In her letter to Mr Zahawi, Ms Govind (pictured) said she was "surprised and concerned" that pharmacists providing Covid jabs as part of phase three of the roll-out will have to pay for their own indemnity and called on him to "look into this as soon as possible to treat pharmacists fairly".
"Just as the government is looking to widen uptake of vaccinations, expecting community pharmacists to now start paying for their own indemnity insurance is an extraordinary position," she wrote.
She warned taking away pharmacists' indemnity would create "an unnecessary and avoidable barrier to boosting the number of vaccinators" and said that was "inequitable with other health professions".
Ms Govind also insisted "the entire pharmacy profession was appalled when community pharmacists" were initially excluded from the government’s death in service benefits scheme before a U-turn by the Department of Health and Social Care and insisted it was "incredibly disappointing to be revisiting this kind of issue now".
"We welcomed the state-backed indemnity scheme for community pharmacists during the previous phases of Covid-19 vaccine roll-out and this should continue," she wrote.
"Pharmacists have been on the frontline of Covid-19 from the outset, delivering patient care in the most challenging of circumstances. They should not now be asked to pay personally out of their own pocket to help deliver this national ambition on vaccinations."
□ □ □
Do these statements agree with the passage on pharmacist indemnity? Answer yes or no for each, quoting the deciding words. (a) Pharmacists giving Covid jabs in phase three will have their indemnity paid for them. (b) Community pharmacists were at first left out of the government's death in service benefits scheme. (c) Ms Govind said removing the indemnity was unfair compared with other health professions. The data that follow have no connection to the passage on pharmacist indemnity.
□ □ □
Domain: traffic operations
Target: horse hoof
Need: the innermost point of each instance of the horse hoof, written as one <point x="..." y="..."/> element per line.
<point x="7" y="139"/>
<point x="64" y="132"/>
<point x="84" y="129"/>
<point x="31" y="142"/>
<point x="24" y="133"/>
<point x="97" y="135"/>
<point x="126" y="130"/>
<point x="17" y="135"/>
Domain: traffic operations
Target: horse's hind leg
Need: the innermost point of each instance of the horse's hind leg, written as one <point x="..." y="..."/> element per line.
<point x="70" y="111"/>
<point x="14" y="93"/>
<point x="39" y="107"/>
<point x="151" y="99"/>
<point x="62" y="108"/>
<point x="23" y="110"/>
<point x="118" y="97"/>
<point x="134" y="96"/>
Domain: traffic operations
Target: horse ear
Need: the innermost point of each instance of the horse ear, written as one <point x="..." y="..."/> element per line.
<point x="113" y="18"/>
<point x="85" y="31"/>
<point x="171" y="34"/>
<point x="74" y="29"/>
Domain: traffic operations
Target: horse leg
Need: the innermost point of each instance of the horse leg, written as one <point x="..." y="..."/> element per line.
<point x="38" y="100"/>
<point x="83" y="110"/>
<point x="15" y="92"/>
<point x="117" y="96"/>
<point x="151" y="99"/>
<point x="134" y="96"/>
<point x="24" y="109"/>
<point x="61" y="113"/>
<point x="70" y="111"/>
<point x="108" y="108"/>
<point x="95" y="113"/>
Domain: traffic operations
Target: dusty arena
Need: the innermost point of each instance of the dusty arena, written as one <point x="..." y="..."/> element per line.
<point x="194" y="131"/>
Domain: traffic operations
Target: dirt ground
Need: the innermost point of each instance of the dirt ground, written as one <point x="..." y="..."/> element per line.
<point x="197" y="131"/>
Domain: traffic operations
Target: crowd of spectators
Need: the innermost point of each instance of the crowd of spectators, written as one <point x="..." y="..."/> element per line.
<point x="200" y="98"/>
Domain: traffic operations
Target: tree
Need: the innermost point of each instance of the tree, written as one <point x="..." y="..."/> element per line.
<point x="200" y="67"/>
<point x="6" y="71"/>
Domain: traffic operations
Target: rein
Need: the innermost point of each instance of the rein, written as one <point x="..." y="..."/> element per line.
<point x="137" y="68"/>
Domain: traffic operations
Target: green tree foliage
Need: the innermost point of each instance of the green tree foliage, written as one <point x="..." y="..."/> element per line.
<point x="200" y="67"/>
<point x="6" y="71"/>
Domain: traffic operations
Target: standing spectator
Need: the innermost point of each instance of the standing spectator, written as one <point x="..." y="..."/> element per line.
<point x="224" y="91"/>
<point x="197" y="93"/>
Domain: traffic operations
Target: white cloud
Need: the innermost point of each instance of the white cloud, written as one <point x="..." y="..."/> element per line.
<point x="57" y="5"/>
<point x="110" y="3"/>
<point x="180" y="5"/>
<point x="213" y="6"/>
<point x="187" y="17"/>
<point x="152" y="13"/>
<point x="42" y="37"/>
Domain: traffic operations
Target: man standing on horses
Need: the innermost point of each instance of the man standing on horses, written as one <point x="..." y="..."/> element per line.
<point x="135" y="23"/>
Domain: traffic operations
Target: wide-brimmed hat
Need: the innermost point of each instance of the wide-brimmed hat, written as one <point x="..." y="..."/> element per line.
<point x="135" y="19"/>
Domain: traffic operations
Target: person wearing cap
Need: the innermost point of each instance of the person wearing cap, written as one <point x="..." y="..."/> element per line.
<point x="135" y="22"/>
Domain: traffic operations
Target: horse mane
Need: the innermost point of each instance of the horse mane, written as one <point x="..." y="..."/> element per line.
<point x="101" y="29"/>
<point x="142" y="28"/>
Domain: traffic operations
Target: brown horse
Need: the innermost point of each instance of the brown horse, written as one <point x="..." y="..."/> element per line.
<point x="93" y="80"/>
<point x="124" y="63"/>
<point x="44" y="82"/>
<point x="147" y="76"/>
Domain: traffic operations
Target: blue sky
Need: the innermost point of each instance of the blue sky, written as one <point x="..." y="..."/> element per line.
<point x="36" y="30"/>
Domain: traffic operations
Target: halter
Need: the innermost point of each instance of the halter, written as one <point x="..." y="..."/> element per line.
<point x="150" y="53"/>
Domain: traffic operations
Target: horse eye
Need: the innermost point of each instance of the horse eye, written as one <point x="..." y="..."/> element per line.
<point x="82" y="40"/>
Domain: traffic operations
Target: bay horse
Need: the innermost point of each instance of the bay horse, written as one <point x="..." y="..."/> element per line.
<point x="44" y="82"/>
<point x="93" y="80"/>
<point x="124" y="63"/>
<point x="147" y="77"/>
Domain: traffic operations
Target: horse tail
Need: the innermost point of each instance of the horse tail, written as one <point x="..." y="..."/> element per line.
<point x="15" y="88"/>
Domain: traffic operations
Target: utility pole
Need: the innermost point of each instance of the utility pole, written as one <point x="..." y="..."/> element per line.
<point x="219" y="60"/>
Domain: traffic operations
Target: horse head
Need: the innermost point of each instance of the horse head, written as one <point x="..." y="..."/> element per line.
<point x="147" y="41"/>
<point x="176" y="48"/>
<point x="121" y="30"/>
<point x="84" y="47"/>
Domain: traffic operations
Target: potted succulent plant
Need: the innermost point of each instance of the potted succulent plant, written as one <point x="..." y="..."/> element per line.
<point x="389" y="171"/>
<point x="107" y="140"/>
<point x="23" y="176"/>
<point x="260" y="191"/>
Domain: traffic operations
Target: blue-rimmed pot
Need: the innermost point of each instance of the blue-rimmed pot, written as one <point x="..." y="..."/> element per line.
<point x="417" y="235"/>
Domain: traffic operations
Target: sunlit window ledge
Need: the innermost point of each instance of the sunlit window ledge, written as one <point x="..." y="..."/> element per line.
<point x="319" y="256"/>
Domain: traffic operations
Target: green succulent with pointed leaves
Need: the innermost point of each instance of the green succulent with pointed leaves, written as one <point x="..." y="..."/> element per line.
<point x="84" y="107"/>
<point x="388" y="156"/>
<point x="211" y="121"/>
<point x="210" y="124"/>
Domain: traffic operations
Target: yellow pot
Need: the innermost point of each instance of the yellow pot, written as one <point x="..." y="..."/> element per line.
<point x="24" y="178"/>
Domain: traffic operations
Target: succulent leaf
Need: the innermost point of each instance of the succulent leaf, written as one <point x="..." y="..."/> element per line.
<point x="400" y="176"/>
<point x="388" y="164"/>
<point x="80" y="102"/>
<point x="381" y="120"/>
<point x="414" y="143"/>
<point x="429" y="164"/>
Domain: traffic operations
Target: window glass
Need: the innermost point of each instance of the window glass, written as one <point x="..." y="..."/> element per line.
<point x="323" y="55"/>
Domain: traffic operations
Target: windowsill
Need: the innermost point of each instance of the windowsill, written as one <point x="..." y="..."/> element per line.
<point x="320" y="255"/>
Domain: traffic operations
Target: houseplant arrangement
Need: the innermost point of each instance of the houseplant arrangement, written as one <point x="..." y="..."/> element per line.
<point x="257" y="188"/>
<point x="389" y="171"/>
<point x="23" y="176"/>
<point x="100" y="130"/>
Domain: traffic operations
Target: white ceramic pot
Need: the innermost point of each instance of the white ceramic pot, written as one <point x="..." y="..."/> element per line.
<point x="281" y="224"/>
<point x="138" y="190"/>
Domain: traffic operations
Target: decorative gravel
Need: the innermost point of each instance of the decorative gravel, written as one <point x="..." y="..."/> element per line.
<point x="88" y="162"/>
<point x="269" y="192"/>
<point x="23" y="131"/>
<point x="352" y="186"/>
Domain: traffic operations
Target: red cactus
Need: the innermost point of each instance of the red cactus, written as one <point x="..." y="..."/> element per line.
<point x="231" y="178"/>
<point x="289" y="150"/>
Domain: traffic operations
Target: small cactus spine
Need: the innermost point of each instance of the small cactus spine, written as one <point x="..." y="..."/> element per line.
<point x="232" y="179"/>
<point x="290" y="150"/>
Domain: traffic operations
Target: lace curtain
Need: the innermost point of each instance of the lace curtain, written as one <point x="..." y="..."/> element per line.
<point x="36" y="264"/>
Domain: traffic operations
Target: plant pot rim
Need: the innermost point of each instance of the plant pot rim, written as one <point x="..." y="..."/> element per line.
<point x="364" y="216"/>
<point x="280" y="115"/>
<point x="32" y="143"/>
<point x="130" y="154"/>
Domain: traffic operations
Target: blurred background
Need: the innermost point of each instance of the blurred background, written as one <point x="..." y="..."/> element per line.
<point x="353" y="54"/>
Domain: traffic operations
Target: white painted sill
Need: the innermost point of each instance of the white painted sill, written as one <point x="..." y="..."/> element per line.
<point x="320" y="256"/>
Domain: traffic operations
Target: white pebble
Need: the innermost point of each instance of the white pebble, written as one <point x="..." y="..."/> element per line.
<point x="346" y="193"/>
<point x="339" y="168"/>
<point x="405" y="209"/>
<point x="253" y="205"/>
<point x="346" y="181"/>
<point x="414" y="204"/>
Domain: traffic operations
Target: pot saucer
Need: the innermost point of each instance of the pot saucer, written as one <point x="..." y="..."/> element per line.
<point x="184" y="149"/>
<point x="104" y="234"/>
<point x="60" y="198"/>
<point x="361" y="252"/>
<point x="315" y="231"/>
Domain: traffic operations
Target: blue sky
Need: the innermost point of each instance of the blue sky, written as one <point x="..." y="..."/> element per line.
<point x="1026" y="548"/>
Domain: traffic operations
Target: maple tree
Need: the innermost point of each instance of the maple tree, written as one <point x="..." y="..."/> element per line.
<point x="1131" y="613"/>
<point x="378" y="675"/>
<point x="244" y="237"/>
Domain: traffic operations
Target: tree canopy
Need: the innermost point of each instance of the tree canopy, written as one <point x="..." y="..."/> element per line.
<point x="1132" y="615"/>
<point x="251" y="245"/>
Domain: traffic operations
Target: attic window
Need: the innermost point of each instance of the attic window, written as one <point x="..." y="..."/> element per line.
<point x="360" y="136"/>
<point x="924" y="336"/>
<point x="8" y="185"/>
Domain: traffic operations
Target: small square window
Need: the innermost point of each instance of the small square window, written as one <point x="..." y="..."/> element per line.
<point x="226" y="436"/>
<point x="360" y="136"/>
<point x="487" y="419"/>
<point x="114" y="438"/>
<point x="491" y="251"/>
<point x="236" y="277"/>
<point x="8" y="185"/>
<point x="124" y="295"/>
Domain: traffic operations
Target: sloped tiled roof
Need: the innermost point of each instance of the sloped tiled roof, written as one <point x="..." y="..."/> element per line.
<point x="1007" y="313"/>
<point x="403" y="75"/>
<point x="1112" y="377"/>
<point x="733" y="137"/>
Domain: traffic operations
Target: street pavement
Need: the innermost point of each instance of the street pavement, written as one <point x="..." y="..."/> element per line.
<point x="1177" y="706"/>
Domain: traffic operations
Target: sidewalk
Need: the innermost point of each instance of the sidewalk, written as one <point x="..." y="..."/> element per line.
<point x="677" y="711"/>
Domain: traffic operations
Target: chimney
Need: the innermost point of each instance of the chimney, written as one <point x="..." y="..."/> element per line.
□ □ □
### Solution to this task
(a) No: "will have to pay for their own indemnity"
(b) Yes: "were initially excluded from the government’s death in service benefits scheme"
(c) Yes: "inequitable with other health professions"